Aim of the task: Copy all of the lines below, requests included, and adjust every polygon vertex coordinate in the answers by -107. Leave the pictures out of your copy.

Raw records:
★ ★ ★ ★
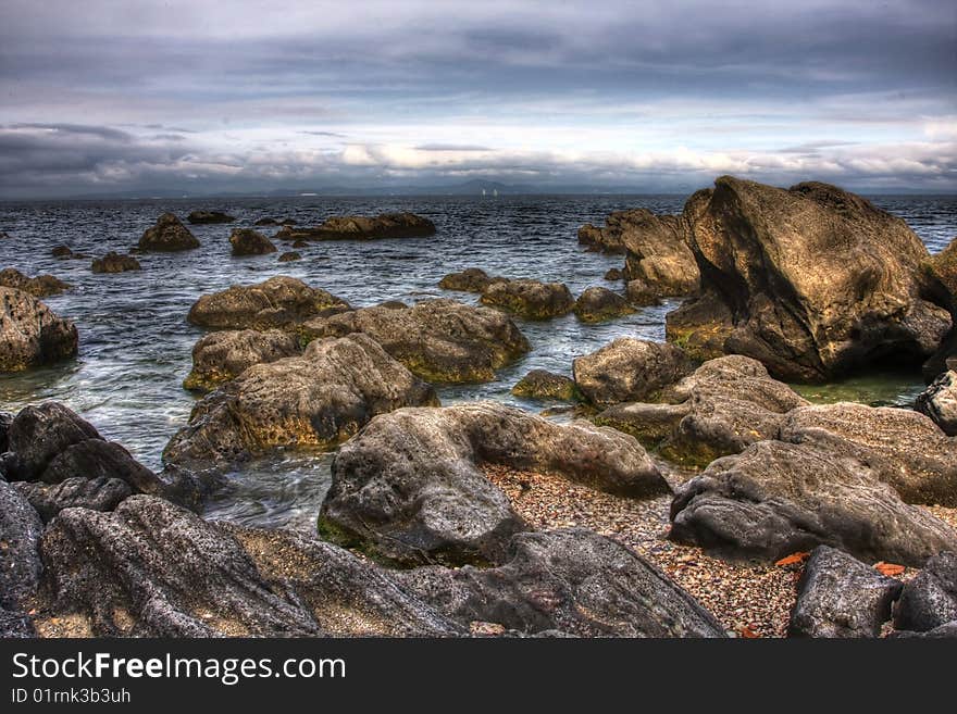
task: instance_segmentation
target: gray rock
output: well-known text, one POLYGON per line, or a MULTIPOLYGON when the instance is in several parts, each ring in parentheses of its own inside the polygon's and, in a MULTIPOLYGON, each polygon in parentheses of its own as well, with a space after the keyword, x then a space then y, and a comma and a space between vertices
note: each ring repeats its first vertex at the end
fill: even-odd
POLYGON ((880 637, 903 587, 847 553, 819 546, 797 584, 788 637, 880 637))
★ ★ ★ ★
Answer to the task:
task: instance_segmentation
target: gray rock
output: well-known text, one POLYGON per line, or a MULTIPOLYGON when the instance is in several parts, each ring in parentheses of its own inside the polygon's and, in a MULTIPOLYGON, each polygon in parentheses of its own as well, with a space after the keyword, x then a space then y, and a comma and a space between vertices
note: each ring repeats its first vertex at the end
fill: even-odd
POLYGON ((773 530, 796 480, 740 446, 712 439, 690 477, 681 530, 773 530))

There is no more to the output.